Short exercise
Turn the rows below into a numbered list, one line per item, skipping any blank lines.

★ ★ ★ ★

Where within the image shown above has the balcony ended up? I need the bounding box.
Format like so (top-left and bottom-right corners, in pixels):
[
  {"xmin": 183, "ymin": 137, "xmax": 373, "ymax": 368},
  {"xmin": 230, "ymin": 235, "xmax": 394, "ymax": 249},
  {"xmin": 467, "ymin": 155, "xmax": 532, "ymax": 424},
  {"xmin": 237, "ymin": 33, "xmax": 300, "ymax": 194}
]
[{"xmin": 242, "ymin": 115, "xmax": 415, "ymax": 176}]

★ ★ ★ ★

Correct output
1. Where within the image shown above has the balcony ended up? I need the bounding box.
2. Format like so (top-left and bottom-right corners, in pixels):
3. [
4.   {"xmin": 183, "ymin": 137, "xmax": 373, "ymax": 368},
5.   {"xmin": 230, "ymin": 235, "xmax": 394, "ymax": 249},
6.   {"xmin": 467, "ymin": 155, "xmax": 532, "ymax": 424},
7.   {"xmin": 237, "ymin": 33, "xmax": 300, "ymax": 194}
8. ]
9. [{"xmin": 242, "ymin": 115, "xmax": 415, "ymax": 176}]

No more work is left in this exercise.